# EJERCICIO BREVE A
Según el texto sobre la Acampada de plaza Universitat, ¿en qué se fundamenta la consigna «Contra la represión»? Responde en una o dos oraciones.
# EJERCICIO BREVE B
Responde a partir del texto sobre la Acampada de plaza Universitat:
(i) ¿Cuántos jóvenes, aproximadamente, construyeron el manifiesto?
(ii) ¿Cuándo fue desalojada la Acampada?
(iii) Según el párrafo inicial del manifiesto, ¿en qué fecha acompañó esa generación a sus abuelas a votar?

# TEXTO CITADO
————
Nos habéis robado tanto que hasta hemos perdido el miedo.

Rompéis nuestras vidas, rompemos vuestros escaparates.

Si nosotros ardemos, vosotros arderéis también. 

Espai en blanc

I.

“Somos una generación sin futuro. La generación de la precariedad. La que no tiene acceso a la vivienda, la que es víctima de un sistema que amenaza la propia existencia de nuestro planeta. Aquella generación a la que han robado los derechos sociales y laborales más básicos. La que acompañó a nuestras abuelas a votar el 1 de octubre. Aquella que ha visto el Mediterráneo convertirse en un cementerio, y que vivirá peor que sus padres y madres. La que ha visto cómo, día tras día, hombres asesinaban a nuestras abuelas, madres, compañeras y amigas. Aquella generación a la que el Tribunal Supremo ha sentenciado todos los derechos civiles y políticos”.

Este párrafo encabeza el Manifest Acampada Plaça Universitat, con el que cerca de 500 jóvenes construyeron su propio relato sobre las razones que les habían llevado a ocupar la plaza, sobre sus propias vidas y sobre su generación. La Acampada de la generación 14-O, como se nombraron a sí mismos sus protagonistas, ocupó la céntrica plaza Universitat de Barcelona varias semanas bloqueando una de las principales arterias de la ciudad desde el pasado 30 de octubre, y fue desalojada en la madrugada del 20 de noviembre sin demasiado ruido mediático. En el manifiesto resuenan con fuerza los mensajes que llenaron las plazas en el 15M, casi diez años atrás, de una generación que ya se sabía condenado a vivir sin futuro, sin vivienda y sin trabajo. Pero a la precariedad que se criticaba entonces se suman nuevas luchas: contra el cambio climático, contra la violencia machista y el feminicidio, contra la necropolítica de las fronteras. Y se suma, también, la sentencia condenatoria del Tribunal Supremo del pasado 14 de octubre, que fundamenta una de las consignas principales de la Acampada: “Contra la represión”.

Foto: Victor Serri, La batalla d’Urquinaona. La Directa, periodismo cooperativo para la acción social.
————
# REGISTROS
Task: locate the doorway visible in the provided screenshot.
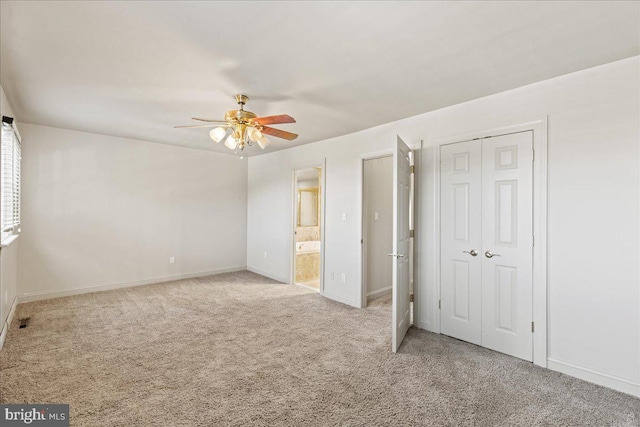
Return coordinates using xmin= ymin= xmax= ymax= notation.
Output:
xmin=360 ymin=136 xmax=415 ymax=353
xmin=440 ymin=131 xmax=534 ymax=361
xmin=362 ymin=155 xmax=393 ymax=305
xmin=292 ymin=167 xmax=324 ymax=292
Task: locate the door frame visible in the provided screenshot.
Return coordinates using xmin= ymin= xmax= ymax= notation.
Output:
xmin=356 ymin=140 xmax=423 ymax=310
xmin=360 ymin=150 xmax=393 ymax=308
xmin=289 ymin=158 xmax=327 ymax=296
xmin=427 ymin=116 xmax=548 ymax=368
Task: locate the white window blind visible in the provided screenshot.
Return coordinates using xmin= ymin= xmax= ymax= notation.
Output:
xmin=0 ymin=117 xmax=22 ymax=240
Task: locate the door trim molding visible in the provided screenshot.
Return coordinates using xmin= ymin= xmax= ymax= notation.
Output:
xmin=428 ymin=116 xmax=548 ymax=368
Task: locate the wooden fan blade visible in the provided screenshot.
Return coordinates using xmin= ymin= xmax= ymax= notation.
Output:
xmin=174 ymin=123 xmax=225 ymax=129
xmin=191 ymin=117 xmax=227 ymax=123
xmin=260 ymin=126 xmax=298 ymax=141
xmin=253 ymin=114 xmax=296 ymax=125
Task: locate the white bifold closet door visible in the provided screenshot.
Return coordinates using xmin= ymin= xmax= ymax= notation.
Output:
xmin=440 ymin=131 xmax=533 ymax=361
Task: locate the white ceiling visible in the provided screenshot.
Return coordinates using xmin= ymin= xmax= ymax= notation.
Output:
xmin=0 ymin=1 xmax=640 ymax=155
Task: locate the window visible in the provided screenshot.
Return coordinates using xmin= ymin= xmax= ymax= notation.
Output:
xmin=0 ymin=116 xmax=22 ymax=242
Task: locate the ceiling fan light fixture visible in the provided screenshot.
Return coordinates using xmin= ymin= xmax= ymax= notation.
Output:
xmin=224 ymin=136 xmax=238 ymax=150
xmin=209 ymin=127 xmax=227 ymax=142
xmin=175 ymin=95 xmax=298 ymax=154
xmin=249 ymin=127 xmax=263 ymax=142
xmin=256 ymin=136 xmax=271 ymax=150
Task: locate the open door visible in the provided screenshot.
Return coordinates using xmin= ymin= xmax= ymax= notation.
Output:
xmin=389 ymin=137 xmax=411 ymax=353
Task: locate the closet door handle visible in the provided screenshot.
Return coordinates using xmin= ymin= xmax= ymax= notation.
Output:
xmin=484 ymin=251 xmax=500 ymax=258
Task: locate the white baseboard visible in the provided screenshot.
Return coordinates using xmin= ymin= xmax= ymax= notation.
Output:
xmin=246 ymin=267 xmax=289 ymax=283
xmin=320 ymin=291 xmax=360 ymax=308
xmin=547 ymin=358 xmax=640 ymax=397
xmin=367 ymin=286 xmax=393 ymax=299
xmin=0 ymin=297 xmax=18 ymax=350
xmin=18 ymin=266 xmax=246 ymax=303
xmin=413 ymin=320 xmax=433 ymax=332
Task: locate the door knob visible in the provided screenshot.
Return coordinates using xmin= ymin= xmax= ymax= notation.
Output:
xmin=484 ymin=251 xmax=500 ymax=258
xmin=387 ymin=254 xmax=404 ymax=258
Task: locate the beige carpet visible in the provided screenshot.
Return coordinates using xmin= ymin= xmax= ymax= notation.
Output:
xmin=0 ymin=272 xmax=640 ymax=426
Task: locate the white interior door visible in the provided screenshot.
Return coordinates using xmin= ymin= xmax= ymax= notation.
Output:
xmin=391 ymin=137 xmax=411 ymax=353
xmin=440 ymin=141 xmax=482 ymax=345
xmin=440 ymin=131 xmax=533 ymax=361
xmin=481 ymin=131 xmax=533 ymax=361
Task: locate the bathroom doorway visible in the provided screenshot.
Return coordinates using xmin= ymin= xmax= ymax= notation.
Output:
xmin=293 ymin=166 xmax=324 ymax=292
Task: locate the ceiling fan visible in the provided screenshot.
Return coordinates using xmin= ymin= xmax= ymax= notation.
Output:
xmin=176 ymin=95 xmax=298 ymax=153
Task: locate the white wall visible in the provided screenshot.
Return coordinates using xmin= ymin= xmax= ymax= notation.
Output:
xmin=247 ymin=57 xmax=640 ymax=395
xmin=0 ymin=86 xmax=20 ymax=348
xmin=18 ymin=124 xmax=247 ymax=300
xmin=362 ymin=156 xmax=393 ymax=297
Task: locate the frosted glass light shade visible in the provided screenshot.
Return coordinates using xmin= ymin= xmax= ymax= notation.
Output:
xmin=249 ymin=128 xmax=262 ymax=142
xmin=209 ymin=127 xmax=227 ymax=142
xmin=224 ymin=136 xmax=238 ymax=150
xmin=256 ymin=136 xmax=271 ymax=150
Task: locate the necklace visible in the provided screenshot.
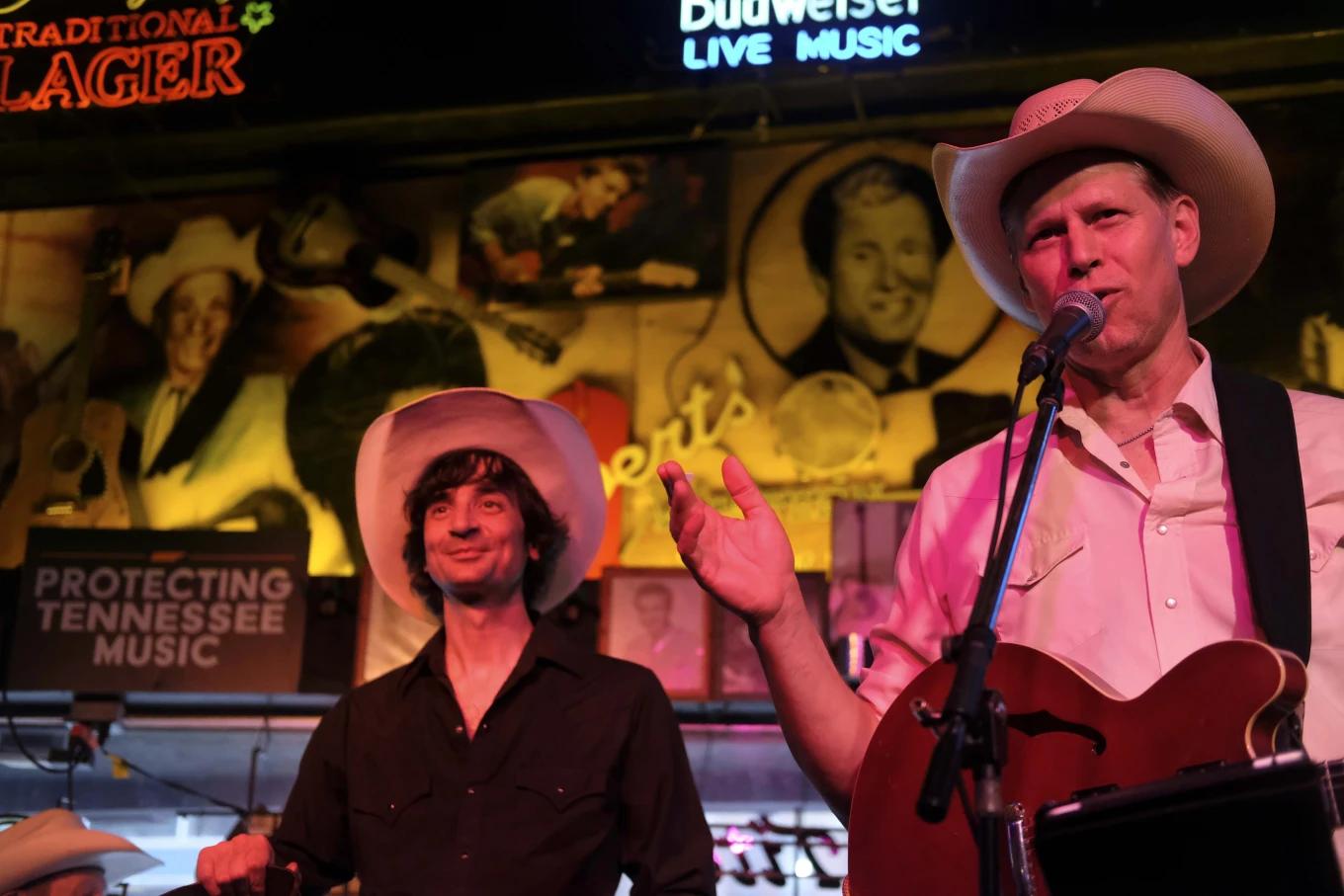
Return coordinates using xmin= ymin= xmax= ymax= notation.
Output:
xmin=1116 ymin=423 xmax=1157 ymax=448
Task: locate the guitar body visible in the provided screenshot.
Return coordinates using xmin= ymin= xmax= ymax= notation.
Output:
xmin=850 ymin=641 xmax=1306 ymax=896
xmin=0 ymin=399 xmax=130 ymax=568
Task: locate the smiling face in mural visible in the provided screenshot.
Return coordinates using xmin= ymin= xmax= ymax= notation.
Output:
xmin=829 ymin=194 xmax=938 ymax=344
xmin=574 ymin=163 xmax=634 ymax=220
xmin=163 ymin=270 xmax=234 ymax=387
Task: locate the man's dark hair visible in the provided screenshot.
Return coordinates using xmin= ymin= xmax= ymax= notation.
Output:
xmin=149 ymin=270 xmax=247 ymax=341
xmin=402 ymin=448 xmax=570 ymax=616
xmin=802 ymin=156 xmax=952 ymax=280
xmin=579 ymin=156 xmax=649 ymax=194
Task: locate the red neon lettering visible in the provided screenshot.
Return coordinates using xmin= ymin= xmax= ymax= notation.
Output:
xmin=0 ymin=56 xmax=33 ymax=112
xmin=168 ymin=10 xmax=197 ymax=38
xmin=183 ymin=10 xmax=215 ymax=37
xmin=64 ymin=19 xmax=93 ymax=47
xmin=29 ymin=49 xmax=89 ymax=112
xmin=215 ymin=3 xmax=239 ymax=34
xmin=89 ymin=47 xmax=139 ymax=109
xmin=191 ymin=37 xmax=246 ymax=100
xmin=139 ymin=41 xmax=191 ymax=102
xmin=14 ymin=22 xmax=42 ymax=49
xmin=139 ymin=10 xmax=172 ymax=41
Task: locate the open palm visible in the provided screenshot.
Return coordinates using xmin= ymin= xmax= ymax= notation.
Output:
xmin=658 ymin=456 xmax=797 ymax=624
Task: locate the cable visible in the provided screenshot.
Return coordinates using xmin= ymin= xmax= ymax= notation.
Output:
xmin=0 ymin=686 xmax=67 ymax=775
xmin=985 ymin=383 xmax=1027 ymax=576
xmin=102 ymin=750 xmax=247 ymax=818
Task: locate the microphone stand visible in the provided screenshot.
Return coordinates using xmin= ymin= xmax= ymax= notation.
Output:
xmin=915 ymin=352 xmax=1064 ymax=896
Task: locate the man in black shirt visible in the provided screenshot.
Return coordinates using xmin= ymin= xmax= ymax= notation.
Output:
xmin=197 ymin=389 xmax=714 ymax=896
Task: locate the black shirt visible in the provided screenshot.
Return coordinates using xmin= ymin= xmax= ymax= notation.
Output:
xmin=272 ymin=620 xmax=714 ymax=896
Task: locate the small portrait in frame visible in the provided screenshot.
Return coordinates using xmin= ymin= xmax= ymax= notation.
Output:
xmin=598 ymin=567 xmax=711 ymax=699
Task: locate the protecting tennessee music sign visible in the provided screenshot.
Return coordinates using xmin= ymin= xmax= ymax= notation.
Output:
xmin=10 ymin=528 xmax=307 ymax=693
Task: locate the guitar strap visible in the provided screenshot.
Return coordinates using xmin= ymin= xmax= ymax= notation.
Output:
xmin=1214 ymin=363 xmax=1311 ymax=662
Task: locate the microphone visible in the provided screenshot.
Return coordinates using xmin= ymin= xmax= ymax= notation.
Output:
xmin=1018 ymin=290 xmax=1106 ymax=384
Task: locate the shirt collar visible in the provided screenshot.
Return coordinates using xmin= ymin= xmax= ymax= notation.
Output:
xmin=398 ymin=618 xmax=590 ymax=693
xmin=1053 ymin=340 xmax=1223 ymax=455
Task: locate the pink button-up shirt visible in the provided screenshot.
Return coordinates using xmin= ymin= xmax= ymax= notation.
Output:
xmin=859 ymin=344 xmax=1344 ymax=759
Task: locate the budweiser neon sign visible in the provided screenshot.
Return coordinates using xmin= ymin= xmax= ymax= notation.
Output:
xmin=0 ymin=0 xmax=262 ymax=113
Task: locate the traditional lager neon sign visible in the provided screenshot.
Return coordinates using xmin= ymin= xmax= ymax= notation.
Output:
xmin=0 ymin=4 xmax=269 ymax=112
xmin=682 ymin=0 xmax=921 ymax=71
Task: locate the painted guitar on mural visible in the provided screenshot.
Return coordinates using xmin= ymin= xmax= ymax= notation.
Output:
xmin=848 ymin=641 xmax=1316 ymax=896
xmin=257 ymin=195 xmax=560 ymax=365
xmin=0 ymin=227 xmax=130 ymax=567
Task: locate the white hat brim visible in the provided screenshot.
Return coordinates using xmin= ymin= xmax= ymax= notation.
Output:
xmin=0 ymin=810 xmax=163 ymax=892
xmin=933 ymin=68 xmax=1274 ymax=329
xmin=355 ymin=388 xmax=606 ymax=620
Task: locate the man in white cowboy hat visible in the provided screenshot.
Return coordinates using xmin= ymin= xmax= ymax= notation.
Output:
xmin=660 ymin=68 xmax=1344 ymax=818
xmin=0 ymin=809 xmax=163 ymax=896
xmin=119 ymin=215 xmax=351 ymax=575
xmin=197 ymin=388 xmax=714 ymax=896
————
# RESULTADO ESPERADO A
La consigna «Contra la represión» se fundamenta en la sentencia condenatoria del Tribunal Supremo del 14 de octubre. El texto la presenta como algo que se suma a las luchas heredadas del 15M.

# RESULTADO ESPERADO B
(i) Cerca de 500 jóvenes.
(ii) En la madrugada del 20 de noviembre.
(iii) El 1 de octubre.